-- Begin --
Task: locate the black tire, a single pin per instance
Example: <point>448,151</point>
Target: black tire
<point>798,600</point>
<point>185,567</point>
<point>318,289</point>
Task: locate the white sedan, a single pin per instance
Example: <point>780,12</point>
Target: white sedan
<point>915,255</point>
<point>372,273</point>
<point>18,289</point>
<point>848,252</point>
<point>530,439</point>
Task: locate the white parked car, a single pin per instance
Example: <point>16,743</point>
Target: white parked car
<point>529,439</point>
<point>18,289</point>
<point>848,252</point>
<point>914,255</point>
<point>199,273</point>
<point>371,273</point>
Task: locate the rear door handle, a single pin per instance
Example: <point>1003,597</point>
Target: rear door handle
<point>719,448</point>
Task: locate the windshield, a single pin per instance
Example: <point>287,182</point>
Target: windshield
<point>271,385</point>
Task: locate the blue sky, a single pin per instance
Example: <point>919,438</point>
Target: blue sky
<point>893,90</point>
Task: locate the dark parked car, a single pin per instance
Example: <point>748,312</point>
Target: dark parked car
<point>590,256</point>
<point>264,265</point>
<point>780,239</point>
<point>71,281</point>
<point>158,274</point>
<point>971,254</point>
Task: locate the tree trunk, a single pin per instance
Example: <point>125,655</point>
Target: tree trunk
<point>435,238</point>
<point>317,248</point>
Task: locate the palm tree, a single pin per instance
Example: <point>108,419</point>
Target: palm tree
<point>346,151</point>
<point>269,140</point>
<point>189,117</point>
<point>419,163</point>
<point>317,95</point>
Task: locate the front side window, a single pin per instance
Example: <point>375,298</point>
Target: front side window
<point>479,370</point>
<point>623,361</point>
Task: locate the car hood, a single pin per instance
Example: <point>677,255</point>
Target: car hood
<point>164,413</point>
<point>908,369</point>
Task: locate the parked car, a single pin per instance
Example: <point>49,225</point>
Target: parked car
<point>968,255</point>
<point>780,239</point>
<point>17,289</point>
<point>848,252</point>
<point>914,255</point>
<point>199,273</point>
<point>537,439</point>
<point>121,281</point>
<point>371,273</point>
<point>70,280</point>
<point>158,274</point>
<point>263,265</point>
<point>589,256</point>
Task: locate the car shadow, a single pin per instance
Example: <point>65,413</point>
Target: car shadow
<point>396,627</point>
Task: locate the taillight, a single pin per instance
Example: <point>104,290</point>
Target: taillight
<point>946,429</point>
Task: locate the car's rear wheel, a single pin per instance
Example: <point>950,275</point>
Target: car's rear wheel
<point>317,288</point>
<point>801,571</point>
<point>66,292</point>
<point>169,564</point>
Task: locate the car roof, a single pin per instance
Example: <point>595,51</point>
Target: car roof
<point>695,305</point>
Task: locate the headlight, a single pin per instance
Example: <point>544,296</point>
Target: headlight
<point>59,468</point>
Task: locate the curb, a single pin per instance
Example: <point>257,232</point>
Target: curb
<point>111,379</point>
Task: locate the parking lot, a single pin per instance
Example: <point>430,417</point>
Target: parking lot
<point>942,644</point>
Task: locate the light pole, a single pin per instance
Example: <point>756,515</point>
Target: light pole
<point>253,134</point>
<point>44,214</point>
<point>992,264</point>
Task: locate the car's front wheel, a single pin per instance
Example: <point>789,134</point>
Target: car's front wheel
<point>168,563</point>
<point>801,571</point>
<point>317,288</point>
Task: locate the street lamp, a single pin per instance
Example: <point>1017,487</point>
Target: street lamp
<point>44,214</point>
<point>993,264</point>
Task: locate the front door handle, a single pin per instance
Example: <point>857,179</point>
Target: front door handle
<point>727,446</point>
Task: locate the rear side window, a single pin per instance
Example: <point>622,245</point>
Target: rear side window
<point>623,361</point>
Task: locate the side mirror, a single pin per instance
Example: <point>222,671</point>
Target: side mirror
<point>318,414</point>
-- End --
Exercise brief ▸ Write out the whole listing again, exactly as it stands.

Answer in full ▸
Task: locate the black tire, a single pin per instance
Example: <point>448,151</point>
Target: black tire
<point>798,600</point>
<point>185,567</point>
<point>318,289</point>
Task: locate the white sedan, a single pin per instance
Example: <point>780,12</point>
Target: white sedan
<point>915,255</point>
<point>372,273</point>
<point>18,289</point>
<point>848,252</point>
<point>530,439</point>
Task: locate the white parked car, a single pin per instance
Example: <point>16,743</point>
Target: white parked car
<point>529,439</point>
<point>18,289</point>
<point>848,252</point>
<point>914,255</point>
<point>199,273</point>
<point>371,273</point>
Task: locate the rear door handle, a single pin per instance
Example: <point>1003,597</point>
Target: rear door handle
<point>719,448</point>
Task: locate the windshield, a single pin per instance
Example: <point>287,182</point>
Target: windshield
<point>271,385</point>
Task: locate the blue sky, a single pin per instance
Example: <point>919,438</point>
Target: blue sky
<point>893,90</point>
Task: locate the dark parked car, a single pin per instance
Example: <point>748,312</point>
Target: dark parked car
<point>590,256</point>
<point>264,265</point>
<point>780,239</point>
<point>71,281</point>
<point>158,274</point>
<point>971,254</point>
Task: locate the tree trunk, a single pin per instance
Example: <point>125,655</point>
Target: tree trunk
<point>435,238</point>
<point>317,248</point>
Task: locate the palm tree, a single pin per instance
Example: <point>108,419</point>
Target: palm tree
<point>346,151</point>
<point>269,140</point>
<point>189,117</point>
<point>419,163</point>
<point>317,95</point>
Task: locate the front side window, a single pin per instance
Example: <point>375,298</point>
Target: front side window
<point>479,370</point>
<point>623,361</point>
Task: locate the car hood, a single pin per instance
Example: <point>677,255</point>
Target: car hood
<point>164,413</point>
<point>908,369</point>
Task: locate the parked car, a single pin per instance
Example: <point>49,225</point>
Target: parked car
<point>968,255</point>
<point>780,239</point>
<point>17,289</point>
<point>848,252</point>
<point>914,255</point>
<point>199,273</point>
<point>537,439</point>
<point>121,281</point>
<point>371,273</point>
<point>70,280</point>
<point>158,274</point>
<point>263,265</point>
<point>589,256</point>
Task: locate the car shadow, a single pin per instance
Example: <point>65,413</point>
Target: car shadow
<point>396,627</point>
Task: locate the taillight, a single pin per instance
Example: <point>104,290</point>
Target: taillight
<point>946,429</point>
Task: locate the car's rear wheel, a single pin per instance
Example: <point>950,275</point>
Target: car's rear wheel
<point>317,288</point>
<point>801,571</point>
<point>66,292</point>
<point>169,564</point>
Task: locate the car roof, a single pin per instance
Example: <point>595,51</point>
Target: car roof
<point>695,305</point>
Task: locate the headlight, a single pin per instance
Example: <point>544,296</point>
Target: headlight
<point>59,468</point>
Task: locate the curb, a single pin per instance
Example: <point>257,232</point>
Target: curb
<point>111,379</point>
Task: locate the parking lot, a single pin per instance
Example: <point>430,417</point>
Target: parking lot
<point>942,644</point>
Task: locate the light pole, a single pin per instance
Example: <point>756,515</point>
Target: light pole
<point>253,134</point>
<point>44,214</point>
<point>992,264</point>
Task: locate the car's front wheel, a single pin per instance
Example: <point>789,134</point>
Target: car's front wheel
<point>168,563</point>
<point>801,571</point>
<point>317,288</point>
Task: locate the street lamp, a single pin per instance
Example: <point>1017,487</point>
Target: street lamp
<point>44,214</point>
<point>993,264</point>
Task: locate the front door handle, a single pin per instance
Example: <point>857,179</point>
Target: front door handle
<point>727,446</point>
Task: locate the rear side window, a single pin per instance
Example: <point>622,245</point>
Target: rear side window
<point>623,361</point>
Task: locate the side mirror, a single pin per instance
Example: <point>222,671</point>
Target: side mirror
<point>318,414</point>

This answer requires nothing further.